§ **Work instruction**:
The expected answer is the data below, printed verbatim without its pictures.

Natural language region descriptions
----
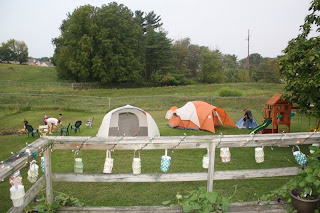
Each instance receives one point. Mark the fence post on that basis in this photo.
(212, 150)
(235, 103)
(48, 175)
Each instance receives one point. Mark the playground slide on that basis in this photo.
(264, 125)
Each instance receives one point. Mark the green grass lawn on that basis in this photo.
(126, 194)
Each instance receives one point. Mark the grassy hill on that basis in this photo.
(14, 108)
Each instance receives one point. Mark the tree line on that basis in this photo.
(14, 50)
(112, 44)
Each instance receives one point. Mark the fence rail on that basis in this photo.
(103, 104)
(132, 143)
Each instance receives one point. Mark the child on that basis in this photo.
(25, 123)
(60, 119)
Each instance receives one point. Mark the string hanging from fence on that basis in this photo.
(280, 139)
(150, 141)
(221, 136)
(182, 139)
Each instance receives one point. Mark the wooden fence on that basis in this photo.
(44, 144)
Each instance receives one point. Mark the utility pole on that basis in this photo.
(248, 61)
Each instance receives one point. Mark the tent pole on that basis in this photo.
(212, 149)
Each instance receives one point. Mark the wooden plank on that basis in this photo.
(253, 207)
(30, 194)
(191, 142)
(48, 175)
(175, 177)
(212, 151)
(245, 207)
(18, 161)
(117, 209)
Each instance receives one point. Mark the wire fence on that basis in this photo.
(104, 104)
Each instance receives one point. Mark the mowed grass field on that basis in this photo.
(127, 194)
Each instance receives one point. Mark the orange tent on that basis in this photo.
(170, 112)
(200, 115)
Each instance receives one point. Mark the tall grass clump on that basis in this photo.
(228, 92)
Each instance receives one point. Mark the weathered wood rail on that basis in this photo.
(20, 159)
----
§ **Answer to this problem**:
Each instance receives one point. Mark the fence post on that basis in this photo.
(212, 150)
(235, 103)
(48, 175)
Each instance receives one point. Mark the playground slide on that basis in this photo.
(264, 125)
Each instance receives one point. Mark the green grass lawn on that basis in this photo.
(126, 194)
Each instance receives one point. Mark the grassy hill on that basis in this photo.
(14, 108)
Each instance receives one point. Mark the tree line on that basis in this photo.
(14, 50)
(112, 44)
Each instance receives one point. Mark the fence rail on that basis in this photo.
(103, 104)
(132, 143)
Each instance receives one point. Mark the child on that basis in this photo.
(25, 123)
(60, 119)
Each instance receives one point. Mark the string hanging from fence on that basis in this photo.
(280, 139)
(150, 141)
(221, 136)
(182, 139)
Each instance receives one point. Mark the wooden fence on that basis in this photo.
(44, 144)
Each instance receives one point. Mark the utility pole on that basis in this photo.
(248, 61)
Each instance receives one point. Mark the tent pole on that basis in this photo.
(212, 149)
Each instance receives one point. Mark the wooden plank on that basis in this photo.
(253, 207)
(30, 194)
(191, 142)
(48, 175)
(175, 177)
(212, 151)
(245, 207)
(18, 161)
(117, 209)
Each instance receives one point. Mark the wire fence on that basis in this photo.
(104, 104)
Each instance receives one point. Mark the mowed grass field on that basis in this photo.
(127, 194)
Each instance receives one point. Mark the orange tent on that basis in this photo.
(170, 112)
(200, 115)
Each instance receives one point. Mark the tall grass clump on that basis in this photo.
(228, 92)
Each instance receives one point. Mark the weathered wood rail on that basis in this photo.
(20, 159)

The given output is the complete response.